Work to be completed :: Return each line of the items below that contains the string "pavement", copied in full.

Data to use ::
* start *
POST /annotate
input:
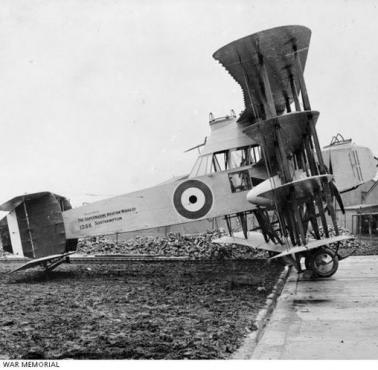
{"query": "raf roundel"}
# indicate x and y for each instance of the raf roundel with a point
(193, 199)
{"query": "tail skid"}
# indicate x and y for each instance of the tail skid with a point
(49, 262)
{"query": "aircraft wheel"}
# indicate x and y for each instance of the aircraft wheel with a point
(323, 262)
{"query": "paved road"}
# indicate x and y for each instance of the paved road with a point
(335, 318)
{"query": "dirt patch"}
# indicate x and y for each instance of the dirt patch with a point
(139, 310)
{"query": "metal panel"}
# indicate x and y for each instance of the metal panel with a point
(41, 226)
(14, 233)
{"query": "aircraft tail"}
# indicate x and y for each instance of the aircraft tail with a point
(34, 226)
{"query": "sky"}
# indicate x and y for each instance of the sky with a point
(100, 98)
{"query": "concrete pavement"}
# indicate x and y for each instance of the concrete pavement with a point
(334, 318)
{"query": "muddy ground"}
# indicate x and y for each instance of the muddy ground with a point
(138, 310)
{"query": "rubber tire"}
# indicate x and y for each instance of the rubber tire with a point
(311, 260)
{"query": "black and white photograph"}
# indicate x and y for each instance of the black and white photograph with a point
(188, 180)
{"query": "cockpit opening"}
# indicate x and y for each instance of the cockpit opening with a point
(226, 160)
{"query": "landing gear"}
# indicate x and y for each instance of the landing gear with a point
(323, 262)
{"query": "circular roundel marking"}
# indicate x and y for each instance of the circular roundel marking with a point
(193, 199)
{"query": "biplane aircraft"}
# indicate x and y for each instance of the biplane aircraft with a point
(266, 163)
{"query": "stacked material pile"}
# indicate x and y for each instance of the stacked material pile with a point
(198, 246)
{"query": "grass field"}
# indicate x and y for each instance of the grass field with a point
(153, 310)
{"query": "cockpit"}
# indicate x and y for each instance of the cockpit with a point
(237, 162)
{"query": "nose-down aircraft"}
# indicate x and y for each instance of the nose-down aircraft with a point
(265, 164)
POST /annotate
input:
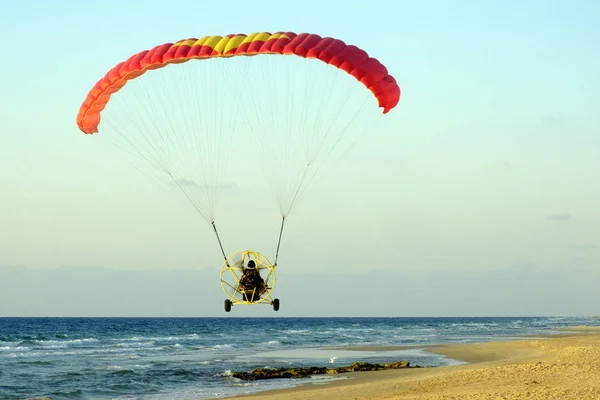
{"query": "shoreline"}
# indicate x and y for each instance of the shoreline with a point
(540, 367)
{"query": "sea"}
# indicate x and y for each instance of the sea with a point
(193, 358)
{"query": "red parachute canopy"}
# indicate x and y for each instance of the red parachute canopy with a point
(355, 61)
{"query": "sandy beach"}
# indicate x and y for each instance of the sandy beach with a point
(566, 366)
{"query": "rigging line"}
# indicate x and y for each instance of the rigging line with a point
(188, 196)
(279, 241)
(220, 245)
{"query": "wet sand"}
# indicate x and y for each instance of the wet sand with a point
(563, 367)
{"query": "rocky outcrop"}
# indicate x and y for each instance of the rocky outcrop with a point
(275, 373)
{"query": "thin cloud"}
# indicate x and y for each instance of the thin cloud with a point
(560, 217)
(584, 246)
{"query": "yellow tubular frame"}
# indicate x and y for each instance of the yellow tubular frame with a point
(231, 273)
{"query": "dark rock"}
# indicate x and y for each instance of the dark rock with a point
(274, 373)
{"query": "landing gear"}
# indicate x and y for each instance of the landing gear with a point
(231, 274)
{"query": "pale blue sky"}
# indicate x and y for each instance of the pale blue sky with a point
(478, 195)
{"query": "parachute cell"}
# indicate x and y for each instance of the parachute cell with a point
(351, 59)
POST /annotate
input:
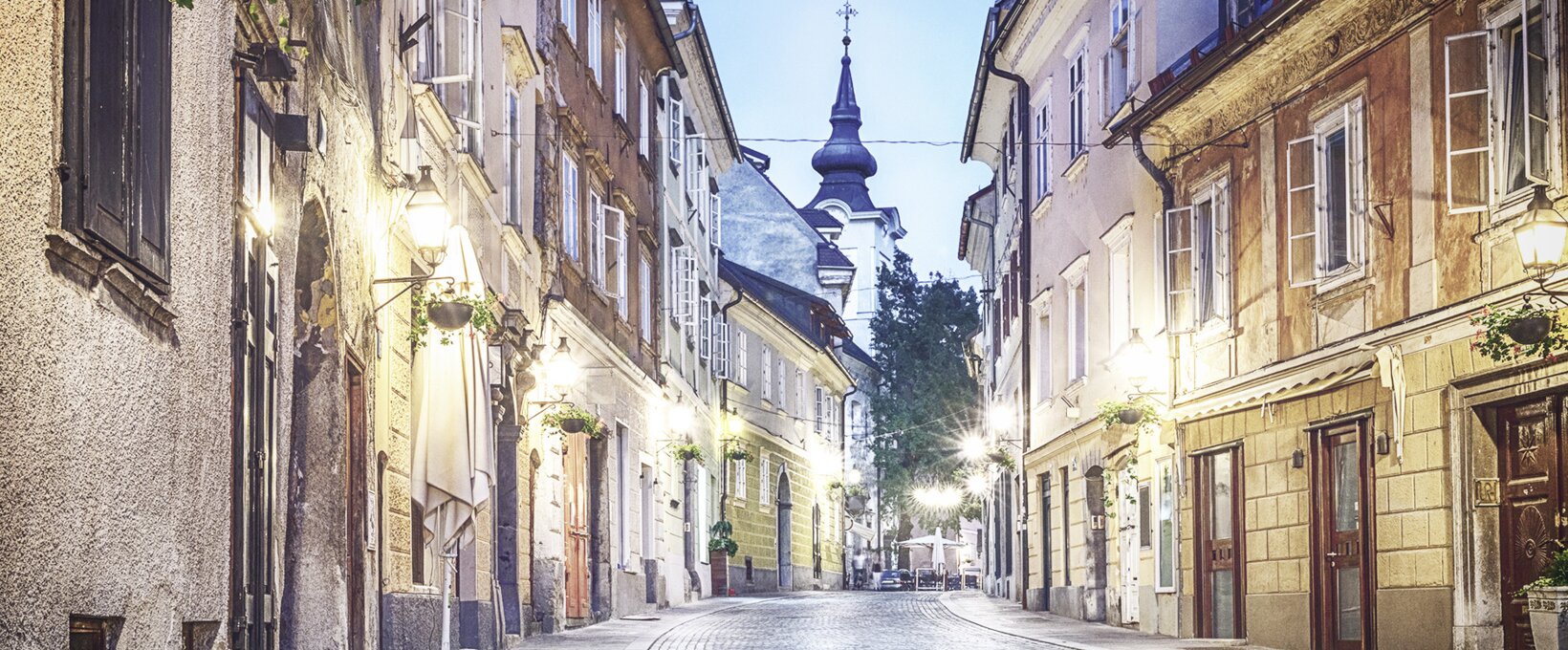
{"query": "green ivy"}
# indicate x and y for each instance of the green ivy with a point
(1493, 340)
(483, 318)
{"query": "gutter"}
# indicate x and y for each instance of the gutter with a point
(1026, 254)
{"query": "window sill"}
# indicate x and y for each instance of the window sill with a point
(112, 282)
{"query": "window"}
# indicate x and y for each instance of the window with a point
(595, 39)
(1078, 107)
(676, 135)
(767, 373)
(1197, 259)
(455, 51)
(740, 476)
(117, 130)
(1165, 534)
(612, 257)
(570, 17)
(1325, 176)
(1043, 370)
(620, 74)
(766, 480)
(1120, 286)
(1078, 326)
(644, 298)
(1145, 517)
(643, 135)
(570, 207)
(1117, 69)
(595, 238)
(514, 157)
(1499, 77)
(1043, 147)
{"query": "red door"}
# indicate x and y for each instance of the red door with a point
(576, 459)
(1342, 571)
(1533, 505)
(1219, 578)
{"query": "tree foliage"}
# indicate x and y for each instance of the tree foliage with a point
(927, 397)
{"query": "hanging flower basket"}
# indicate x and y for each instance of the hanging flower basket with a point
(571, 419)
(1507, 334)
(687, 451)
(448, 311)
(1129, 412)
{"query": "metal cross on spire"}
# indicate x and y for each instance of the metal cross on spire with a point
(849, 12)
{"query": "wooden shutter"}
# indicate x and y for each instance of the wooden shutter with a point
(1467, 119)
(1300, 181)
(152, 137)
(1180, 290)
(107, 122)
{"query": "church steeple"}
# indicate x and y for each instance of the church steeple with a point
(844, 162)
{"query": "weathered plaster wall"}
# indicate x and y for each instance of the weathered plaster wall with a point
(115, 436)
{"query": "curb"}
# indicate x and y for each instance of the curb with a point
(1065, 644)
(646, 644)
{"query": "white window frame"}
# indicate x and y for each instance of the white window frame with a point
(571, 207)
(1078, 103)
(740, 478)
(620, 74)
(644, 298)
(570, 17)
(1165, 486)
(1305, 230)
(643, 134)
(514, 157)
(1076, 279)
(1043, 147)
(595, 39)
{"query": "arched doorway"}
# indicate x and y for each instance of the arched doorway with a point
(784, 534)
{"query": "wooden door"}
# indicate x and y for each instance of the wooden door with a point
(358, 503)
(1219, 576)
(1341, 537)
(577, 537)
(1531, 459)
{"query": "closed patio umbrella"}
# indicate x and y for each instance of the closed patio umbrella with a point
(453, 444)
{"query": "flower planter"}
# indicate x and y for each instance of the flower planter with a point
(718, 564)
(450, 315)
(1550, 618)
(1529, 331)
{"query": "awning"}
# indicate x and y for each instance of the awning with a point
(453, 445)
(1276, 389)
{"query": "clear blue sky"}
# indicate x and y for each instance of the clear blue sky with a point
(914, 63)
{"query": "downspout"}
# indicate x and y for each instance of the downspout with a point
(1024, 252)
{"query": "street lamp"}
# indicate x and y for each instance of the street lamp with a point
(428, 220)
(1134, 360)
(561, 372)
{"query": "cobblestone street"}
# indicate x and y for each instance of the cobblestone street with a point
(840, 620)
* end *
* start *
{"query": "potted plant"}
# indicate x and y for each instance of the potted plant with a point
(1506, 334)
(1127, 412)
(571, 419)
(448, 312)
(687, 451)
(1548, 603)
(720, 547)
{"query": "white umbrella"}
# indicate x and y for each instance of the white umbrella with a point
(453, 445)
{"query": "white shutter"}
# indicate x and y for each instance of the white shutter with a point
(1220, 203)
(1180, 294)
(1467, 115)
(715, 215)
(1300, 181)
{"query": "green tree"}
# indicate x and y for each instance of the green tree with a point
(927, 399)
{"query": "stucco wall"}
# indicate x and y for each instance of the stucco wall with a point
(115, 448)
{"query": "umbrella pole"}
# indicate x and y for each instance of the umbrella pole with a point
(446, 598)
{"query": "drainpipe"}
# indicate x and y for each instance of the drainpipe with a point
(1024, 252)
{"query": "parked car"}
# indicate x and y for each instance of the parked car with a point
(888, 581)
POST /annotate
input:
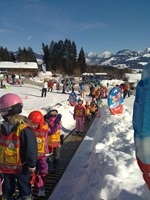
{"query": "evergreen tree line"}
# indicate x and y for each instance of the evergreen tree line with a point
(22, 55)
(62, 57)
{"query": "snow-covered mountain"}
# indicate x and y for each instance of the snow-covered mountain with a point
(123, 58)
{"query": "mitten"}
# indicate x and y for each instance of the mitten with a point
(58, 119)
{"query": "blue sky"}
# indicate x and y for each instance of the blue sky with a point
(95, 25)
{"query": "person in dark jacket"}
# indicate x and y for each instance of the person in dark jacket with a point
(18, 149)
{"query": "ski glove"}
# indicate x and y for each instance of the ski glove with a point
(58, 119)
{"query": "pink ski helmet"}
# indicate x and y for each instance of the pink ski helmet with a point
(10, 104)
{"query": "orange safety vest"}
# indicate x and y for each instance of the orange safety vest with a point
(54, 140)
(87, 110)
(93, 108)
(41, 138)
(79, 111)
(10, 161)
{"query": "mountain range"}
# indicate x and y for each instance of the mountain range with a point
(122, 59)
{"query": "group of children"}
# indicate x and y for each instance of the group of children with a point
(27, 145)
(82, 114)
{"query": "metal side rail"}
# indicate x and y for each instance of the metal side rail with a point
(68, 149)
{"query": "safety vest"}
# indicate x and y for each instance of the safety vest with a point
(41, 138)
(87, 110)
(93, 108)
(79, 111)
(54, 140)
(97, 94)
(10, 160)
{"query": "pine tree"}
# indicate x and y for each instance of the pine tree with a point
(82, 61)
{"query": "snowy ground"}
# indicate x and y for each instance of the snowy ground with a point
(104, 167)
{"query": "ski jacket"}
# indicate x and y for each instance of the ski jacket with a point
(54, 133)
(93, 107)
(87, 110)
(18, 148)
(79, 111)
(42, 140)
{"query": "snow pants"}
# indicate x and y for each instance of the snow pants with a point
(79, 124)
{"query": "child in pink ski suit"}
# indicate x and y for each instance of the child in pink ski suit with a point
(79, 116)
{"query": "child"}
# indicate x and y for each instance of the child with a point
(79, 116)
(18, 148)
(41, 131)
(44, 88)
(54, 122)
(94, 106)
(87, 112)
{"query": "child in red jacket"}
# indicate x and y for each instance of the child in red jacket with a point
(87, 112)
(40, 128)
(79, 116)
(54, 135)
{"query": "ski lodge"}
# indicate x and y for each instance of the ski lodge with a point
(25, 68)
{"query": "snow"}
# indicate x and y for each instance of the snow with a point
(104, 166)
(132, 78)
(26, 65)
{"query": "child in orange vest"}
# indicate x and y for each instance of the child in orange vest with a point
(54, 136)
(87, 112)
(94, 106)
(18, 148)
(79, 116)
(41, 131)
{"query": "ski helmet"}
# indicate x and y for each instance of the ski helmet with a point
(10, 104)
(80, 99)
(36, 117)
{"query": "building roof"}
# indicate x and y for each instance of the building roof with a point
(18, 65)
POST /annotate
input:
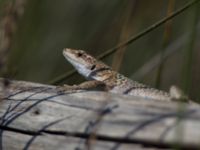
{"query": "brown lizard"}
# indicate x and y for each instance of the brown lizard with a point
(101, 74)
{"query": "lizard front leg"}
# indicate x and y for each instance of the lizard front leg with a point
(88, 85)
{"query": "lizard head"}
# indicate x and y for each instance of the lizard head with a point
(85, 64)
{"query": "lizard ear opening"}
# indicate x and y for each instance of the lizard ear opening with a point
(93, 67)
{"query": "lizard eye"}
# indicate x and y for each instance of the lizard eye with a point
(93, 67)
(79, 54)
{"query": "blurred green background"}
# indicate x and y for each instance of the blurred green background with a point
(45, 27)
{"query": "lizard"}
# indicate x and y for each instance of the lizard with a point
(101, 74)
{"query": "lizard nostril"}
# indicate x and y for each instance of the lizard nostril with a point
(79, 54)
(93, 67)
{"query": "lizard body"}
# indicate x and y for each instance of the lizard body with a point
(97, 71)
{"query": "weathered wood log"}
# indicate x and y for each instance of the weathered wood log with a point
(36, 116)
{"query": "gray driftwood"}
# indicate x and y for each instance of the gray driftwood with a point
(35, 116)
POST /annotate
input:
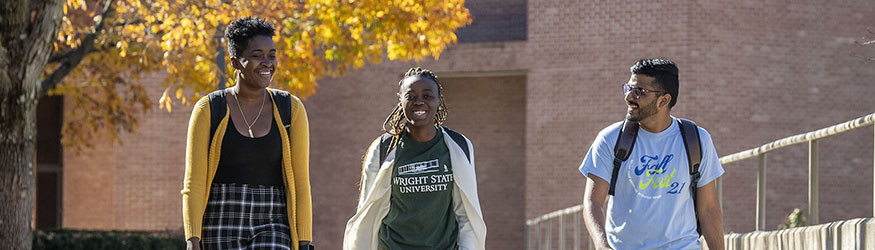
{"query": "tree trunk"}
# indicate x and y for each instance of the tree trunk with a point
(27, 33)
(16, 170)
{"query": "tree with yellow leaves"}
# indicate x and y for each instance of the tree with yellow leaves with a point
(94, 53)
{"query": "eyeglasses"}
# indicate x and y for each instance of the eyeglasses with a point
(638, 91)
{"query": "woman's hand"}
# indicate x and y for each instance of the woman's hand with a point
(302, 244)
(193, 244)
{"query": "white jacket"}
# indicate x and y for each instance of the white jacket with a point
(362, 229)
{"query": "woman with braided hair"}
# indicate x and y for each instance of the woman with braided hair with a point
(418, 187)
* end *
* start *
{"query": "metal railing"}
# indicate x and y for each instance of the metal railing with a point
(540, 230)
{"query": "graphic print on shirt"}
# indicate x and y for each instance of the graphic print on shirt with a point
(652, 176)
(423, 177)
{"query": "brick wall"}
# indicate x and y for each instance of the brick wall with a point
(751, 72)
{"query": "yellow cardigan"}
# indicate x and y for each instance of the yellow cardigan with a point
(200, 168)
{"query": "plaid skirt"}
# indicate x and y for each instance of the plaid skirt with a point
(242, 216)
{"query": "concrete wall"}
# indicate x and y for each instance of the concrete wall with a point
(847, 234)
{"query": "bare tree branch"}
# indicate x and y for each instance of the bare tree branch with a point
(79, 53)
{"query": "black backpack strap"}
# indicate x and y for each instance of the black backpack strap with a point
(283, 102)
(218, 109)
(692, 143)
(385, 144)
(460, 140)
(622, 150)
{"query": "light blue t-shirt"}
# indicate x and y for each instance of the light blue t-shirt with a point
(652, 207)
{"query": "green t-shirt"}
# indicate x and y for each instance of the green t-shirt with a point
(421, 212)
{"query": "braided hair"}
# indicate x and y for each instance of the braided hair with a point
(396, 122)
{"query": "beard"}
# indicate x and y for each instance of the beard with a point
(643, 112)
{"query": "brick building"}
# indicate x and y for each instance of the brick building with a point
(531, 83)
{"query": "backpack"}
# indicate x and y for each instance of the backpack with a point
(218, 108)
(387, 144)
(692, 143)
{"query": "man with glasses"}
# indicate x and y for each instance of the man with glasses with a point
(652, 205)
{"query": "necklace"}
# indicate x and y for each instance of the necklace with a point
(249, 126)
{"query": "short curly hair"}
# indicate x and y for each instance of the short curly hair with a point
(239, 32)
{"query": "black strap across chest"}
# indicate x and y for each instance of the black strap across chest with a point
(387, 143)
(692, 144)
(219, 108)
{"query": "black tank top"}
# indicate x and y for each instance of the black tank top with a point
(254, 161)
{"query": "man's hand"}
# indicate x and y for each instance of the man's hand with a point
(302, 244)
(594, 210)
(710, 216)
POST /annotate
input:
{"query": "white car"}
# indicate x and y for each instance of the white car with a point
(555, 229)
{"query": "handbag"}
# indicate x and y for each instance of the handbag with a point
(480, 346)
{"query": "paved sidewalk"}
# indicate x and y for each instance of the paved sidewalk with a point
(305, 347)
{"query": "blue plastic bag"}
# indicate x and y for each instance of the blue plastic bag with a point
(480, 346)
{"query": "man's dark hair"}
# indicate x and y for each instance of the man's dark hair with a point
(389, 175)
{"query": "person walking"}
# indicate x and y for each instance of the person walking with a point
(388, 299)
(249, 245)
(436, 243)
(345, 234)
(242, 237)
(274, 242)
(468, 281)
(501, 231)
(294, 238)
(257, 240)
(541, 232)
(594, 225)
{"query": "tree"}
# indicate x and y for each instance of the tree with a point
* end *
Expected output ::
{"query": "concrete pavement"}
# indicate x and y for each instance of the concrete pavement with a point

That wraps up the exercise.